_Problem description_
An exact reproduction of all entries is required.
--- START ---
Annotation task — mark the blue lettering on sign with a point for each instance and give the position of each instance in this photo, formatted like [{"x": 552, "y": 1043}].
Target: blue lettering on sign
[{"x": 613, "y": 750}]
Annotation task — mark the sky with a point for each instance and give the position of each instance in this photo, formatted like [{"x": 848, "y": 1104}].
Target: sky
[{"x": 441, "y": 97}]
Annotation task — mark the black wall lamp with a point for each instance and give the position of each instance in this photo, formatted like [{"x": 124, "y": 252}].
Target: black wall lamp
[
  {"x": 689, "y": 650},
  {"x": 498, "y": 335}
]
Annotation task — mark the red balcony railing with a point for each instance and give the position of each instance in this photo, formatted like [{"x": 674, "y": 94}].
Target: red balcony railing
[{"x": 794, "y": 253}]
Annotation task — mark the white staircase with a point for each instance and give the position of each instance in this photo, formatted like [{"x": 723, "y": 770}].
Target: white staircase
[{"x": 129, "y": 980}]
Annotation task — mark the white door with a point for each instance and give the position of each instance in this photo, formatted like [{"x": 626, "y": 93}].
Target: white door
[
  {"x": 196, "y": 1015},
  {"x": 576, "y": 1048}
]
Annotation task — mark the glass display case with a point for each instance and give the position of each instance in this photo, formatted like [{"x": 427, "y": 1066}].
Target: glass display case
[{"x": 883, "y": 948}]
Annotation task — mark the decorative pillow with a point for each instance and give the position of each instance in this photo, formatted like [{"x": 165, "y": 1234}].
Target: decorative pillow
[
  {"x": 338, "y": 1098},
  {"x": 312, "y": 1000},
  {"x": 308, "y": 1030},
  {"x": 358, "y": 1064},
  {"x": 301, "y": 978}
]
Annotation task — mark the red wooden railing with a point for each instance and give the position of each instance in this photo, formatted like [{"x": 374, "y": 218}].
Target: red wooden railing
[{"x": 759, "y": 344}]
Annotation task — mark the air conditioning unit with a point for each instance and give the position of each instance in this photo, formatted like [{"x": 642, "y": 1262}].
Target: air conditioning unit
--- END ---
_Answer to the exercise_
Annotation task — mark the blue lettering on sign with a point for each instance and give the position of each instance in this photo, formatted like [{"x": 552, "y": 1043}].
Target: blue lettering on sign
[{"x": 613, "y": 750}]
Annotation task — mark the sky with a point for each instance and give the position of each instance in this photo, formatted like [{"x": 848, "y": 1104}].
Target: sky
[{"x": 441, "y": 97}]
Annotation task — mark the black wall lamp with a point for each instance and give the position of each instance in this photo, formatted like [{"x": 124, "y": 252}].
Target: black wall lamp
[
  {"x": 689, "y": 650},
  {"x": 498, "y": 335}
]
Annotation task — mark the red balcony railing with a point for each instance and give the position of each instance in this photo, formatted like [{"x": 674, "y": 94}].
Target: red balcony railing
[{"x": 794, "y": 253}]
Annotation task — mark the white staircase with a point for each instance and give the position of each instance in this photo, formatted like [{"x": 723, "y": 770}].
Target: white staircase
[{"x": 129, "y": 980}]
Annotation task — mark the white door with a point for each instance and give the position of each instance in this photo, formatted like [{"x": 626, "y": 93}].
Target: white door
[
  {"x": 196, "y": 1015},
  {"x": 576, "y": 1048}
]
Annotation task — mark the glass display case with a point for each instance and give the position of each instance in this photo, formatted like [{"x": 427, "y": 1066}].
Target: glass display case
[{"x": 883, "y": 948}]
Annotation task — mark the decorative pillow with a point for each instance and give the position of each instance in this photo, formatted like [{"x": 165, "y": 1234}].
Target: decorative pillow
[
  {"x": 338, "y": 1098},
  {"x": 312, "y": 1000},
  {"x": 308, "y": 1030},
  {"x": 358, "y": 1064},
  {"x": 301, "y": 978}
]
Annotation task — mark the red wooden railing with a point for each instance and give the position of each instance in this photo, formatted like [{"x": 374, "y": 218}].
Target: red wooden railing
[{"x": 759, "y": 344}]
Annotation task — mark the air conditioning unit with a point for each instance and give the position of each instance in this photo, formatted like [{"x": 642, "y": 1262}].
Target: air conditioning unit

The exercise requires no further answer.